◆ How to complete this task
Lines from the line with "the beetle antenna" to the line with "Find the black" in the entries below, and only those, must be output exactly, with both ends included.

◆ Data records
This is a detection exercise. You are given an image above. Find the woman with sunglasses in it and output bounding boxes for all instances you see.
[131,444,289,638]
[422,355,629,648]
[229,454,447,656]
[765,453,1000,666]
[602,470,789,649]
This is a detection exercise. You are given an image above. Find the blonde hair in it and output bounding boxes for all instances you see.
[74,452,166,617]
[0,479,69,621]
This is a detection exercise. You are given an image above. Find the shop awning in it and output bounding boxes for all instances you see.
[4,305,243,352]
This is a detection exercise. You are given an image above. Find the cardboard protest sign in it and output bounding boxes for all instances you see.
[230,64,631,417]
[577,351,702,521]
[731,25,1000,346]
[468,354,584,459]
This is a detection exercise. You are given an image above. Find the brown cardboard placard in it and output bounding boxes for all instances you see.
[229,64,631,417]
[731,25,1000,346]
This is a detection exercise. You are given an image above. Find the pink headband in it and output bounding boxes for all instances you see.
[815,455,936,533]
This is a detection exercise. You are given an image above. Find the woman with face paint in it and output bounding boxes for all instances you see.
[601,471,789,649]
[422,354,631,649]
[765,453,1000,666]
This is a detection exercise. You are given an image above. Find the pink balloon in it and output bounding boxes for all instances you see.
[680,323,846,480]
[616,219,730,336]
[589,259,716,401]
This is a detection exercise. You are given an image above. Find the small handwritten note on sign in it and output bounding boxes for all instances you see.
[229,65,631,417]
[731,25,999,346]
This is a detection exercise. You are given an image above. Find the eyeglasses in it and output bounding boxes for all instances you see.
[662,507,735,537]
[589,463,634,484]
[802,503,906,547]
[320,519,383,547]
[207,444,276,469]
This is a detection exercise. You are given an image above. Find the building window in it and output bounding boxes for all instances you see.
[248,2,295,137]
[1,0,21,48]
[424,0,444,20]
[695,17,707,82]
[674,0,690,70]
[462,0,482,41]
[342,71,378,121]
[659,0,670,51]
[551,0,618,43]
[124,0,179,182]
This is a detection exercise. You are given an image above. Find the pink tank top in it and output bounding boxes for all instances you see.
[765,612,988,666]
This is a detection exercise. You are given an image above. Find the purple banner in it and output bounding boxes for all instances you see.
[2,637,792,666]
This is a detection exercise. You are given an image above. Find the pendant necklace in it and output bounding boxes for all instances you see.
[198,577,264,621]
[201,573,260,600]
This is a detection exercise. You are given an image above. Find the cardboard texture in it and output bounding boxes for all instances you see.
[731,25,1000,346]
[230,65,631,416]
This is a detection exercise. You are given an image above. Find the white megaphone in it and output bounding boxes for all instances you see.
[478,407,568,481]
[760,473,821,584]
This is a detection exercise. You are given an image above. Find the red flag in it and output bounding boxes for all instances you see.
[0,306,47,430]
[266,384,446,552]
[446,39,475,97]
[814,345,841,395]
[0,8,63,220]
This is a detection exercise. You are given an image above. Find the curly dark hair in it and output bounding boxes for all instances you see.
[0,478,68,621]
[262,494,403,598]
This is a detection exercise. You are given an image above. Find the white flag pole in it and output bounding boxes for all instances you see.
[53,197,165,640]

* * *

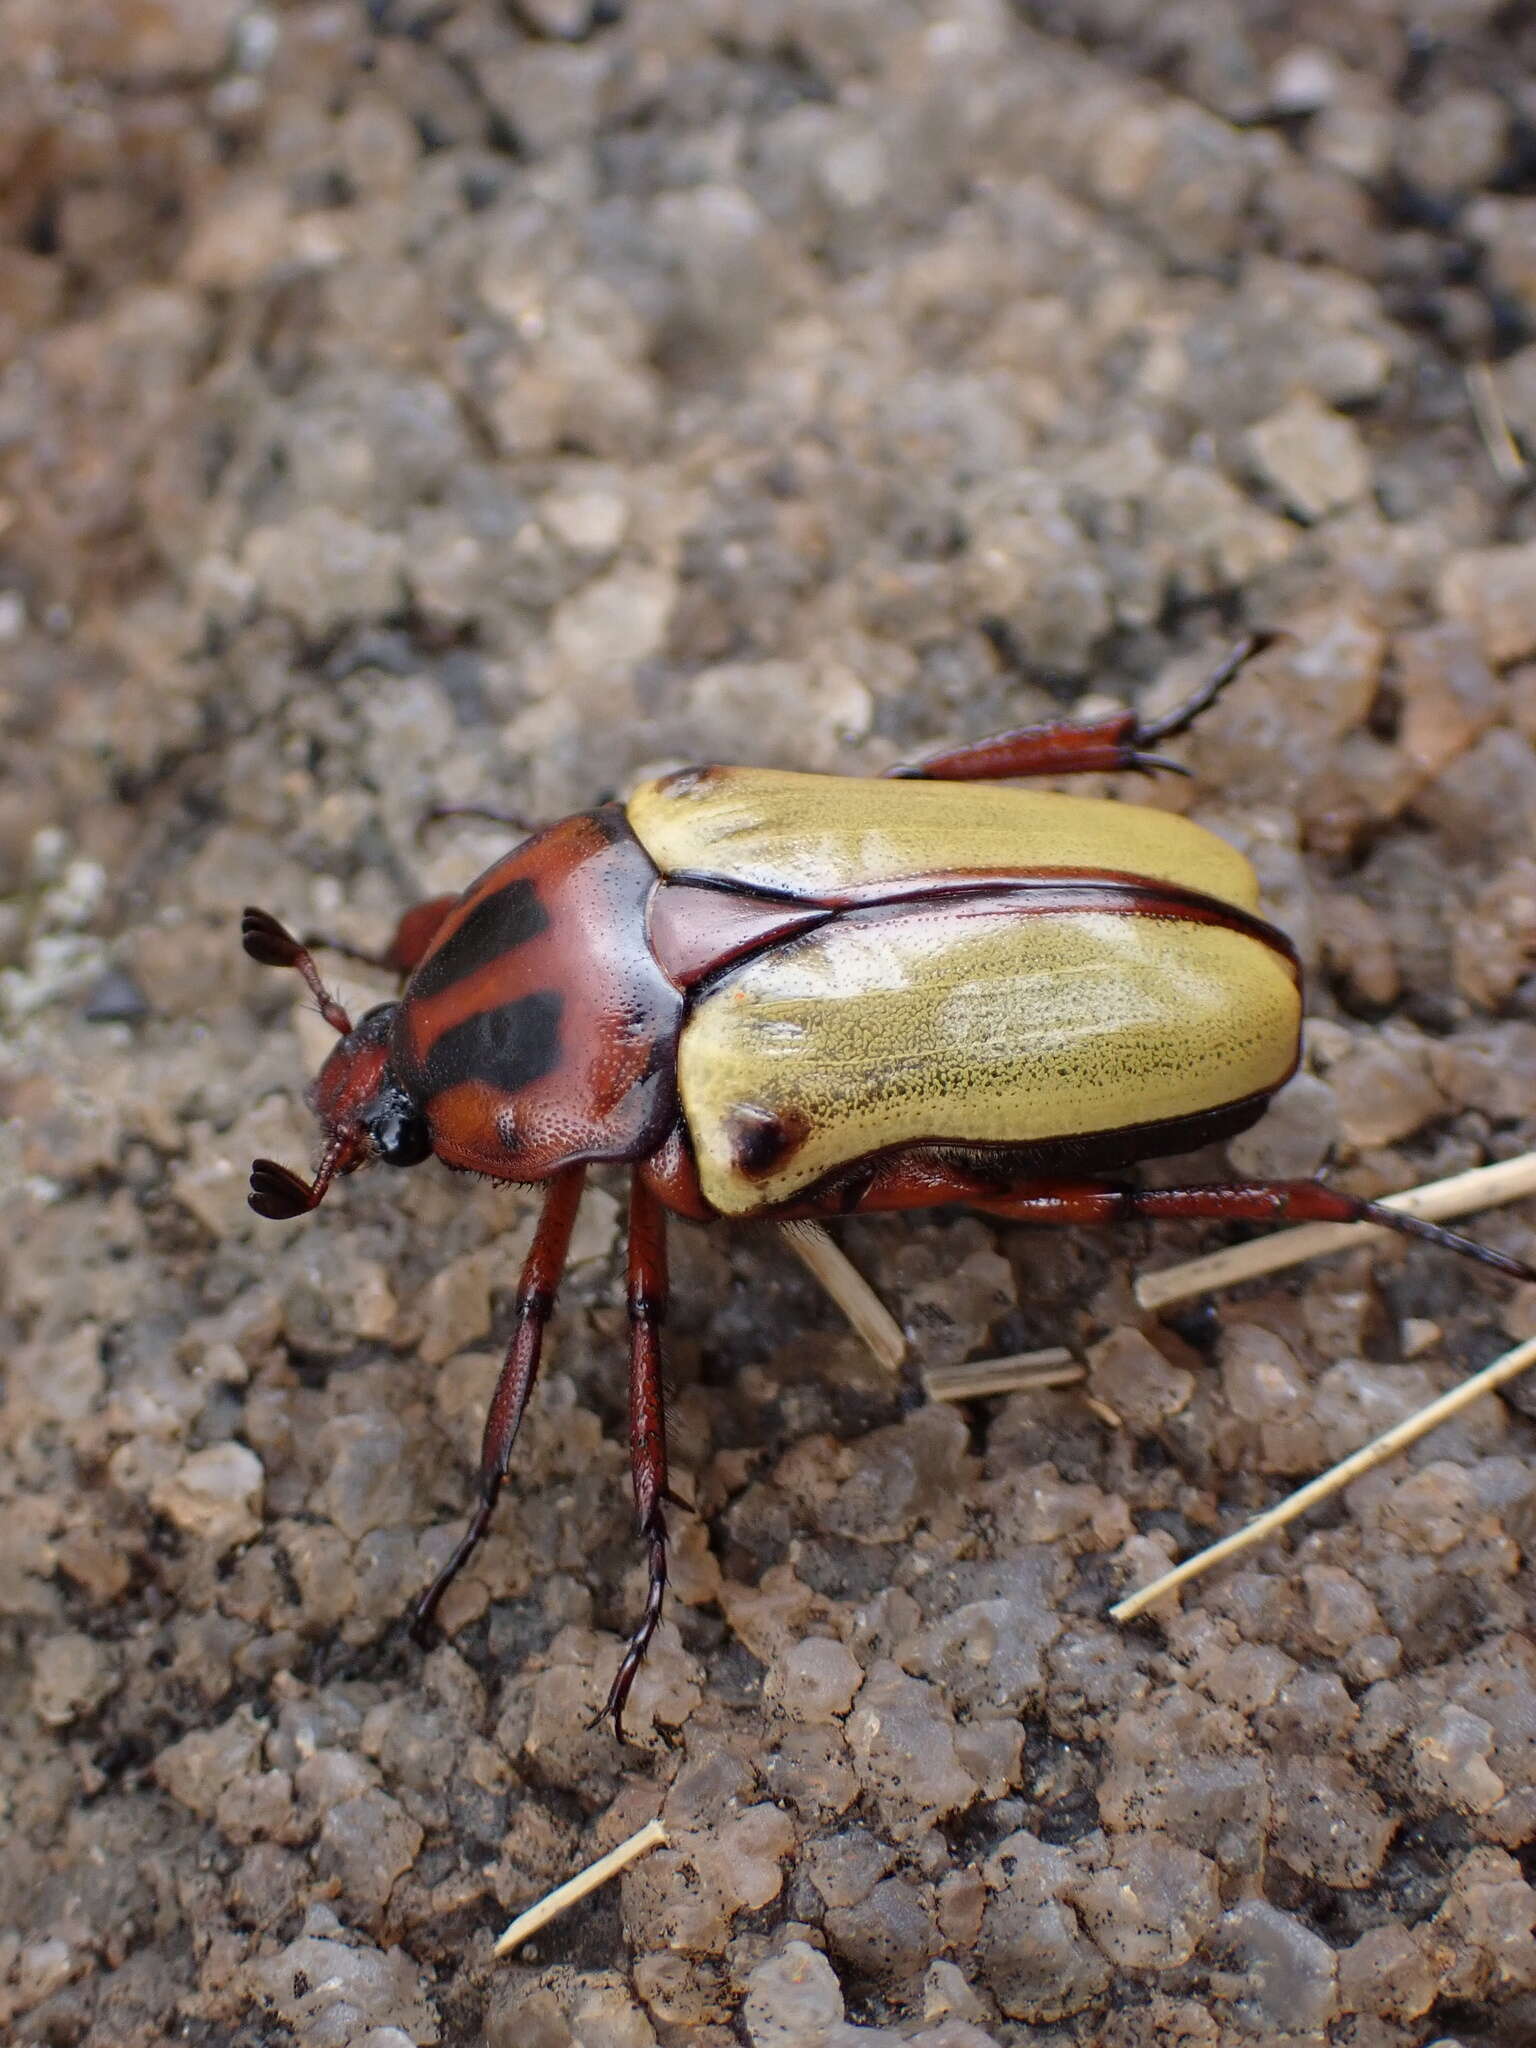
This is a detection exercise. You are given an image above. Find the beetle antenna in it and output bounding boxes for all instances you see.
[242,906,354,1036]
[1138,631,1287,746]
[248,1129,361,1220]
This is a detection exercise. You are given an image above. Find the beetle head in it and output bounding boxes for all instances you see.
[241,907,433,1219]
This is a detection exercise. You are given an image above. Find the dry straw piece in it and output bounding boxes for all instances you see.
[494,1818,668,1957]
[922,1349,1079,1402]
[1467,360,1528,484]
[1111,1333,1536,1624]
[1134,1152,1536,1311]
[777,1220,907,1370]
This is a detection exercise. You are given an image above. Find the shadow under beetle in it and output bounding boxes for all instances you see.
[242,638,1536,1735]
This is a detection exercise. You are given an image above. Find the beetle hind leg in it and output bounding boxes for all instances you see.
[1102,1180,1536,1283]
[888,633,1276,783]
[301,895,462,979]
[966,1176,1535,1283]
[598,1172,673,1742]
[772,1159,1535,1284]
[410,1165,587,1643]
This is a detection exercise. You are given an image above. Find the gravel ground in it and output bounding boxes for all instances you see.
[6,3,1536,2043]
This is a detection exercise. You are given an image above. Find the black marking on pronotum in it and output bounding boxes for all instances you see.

---

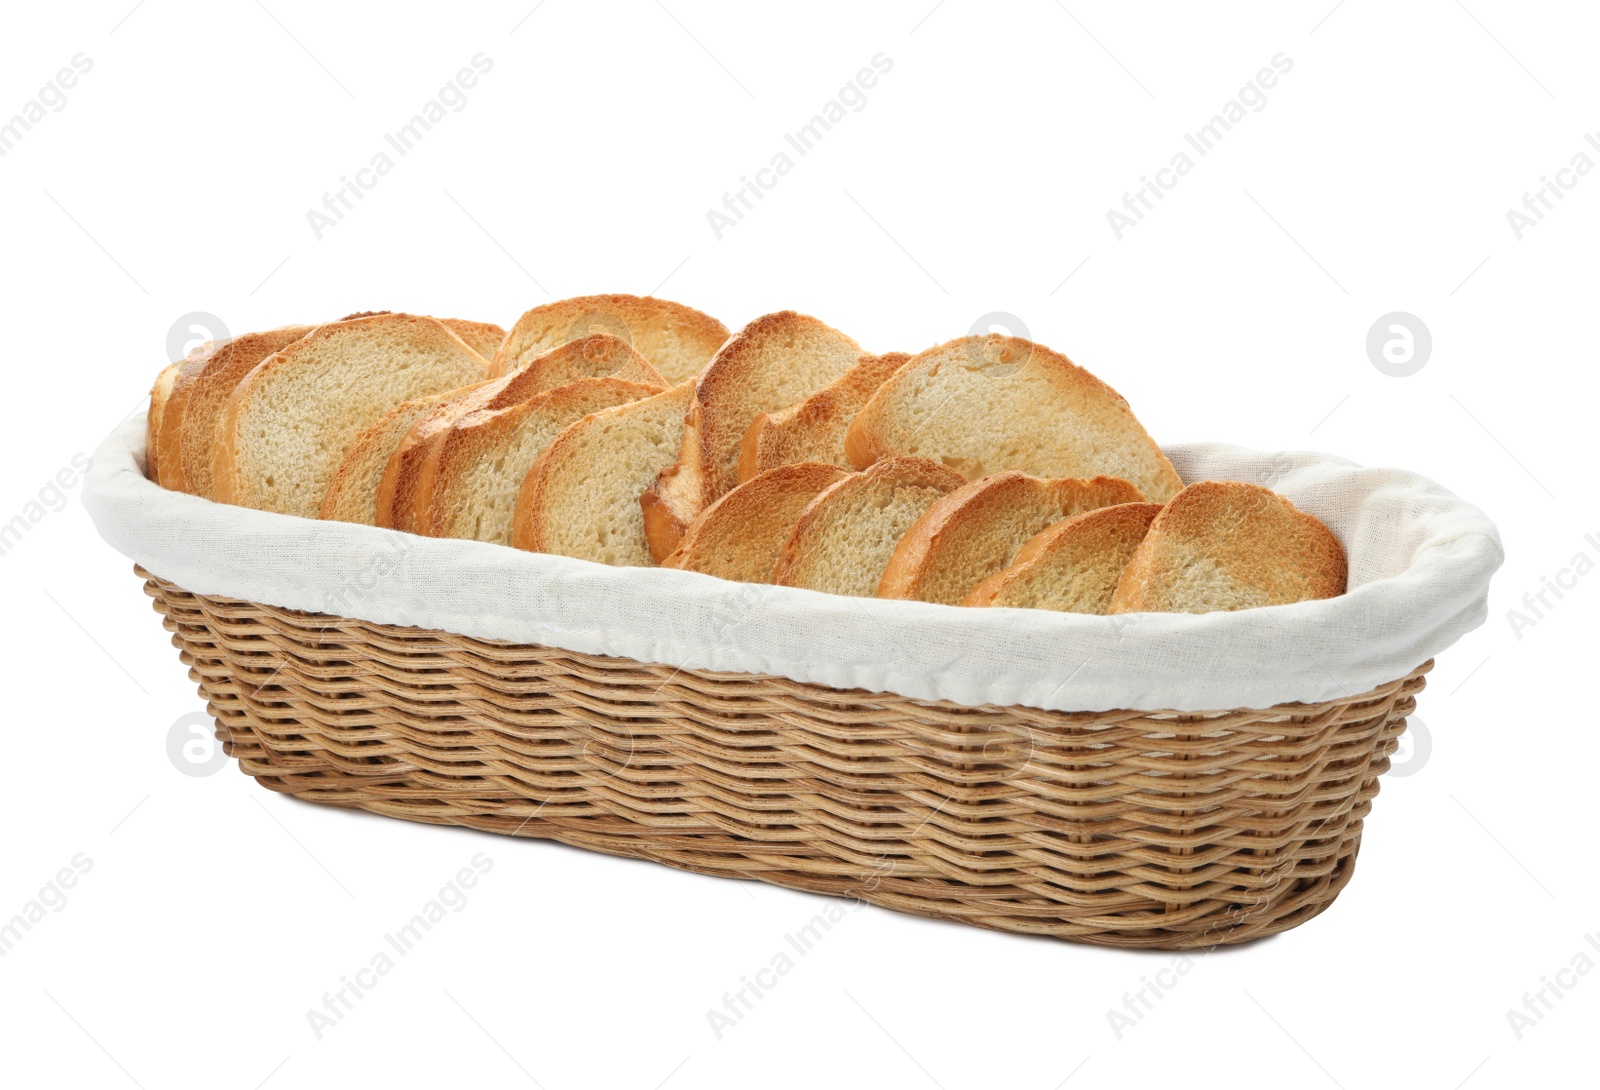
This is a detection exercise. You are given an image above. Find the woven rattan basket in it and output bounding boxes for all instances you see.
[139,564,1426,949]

◆ Task result
This is a detection exercise. You are given an image above. Find the beetle antenna in it and output bounding boxes for all instances you see.
[242,906,354,1036]
[1138,631,1287,746]
[248,1129,361,1220]
This is a detection exercise. You are given an image above. Find the beetle head in it and output bounding boxes for all instances you see.
[241,907,433,1219]
This is a detection exercise. You are given an image above. Find the dry straw piece in it and output bounding boxes for all instances you see.
[494,1818,668,1957]
[922,1349,1079,1402]
[1467,360,1528,484]
[1111,1333,1536,1624]
[1134,1152,1536,1311]
[777,1220,907,1370]
This is a detection exercise. You are given an image above. Find the shadow under beetle in it and output bounding boxes for all instances you see.
[242,638,1536,1735]
This is a detection exercise. You are given an image above. Find the beetle hind leg in it and output bounding boxes for all instances you see.
[1102,1180,1536,1283]
[888,633,1276,783]
[301,895,462,979]
[966,1176,1535,1283]
[598,1172,673,1742]
[772,1159,1535,1284]
[410,1165,587,1643]
This is a detection exercise. You are given an image above. Find the gravel ground in it and output bounding boxes for all instances you see.
[6,3,1536,2043]
This is a detection exercise. You are given an image above. Find the black marking on pronotum in it and output bounding boxes for all instances you see.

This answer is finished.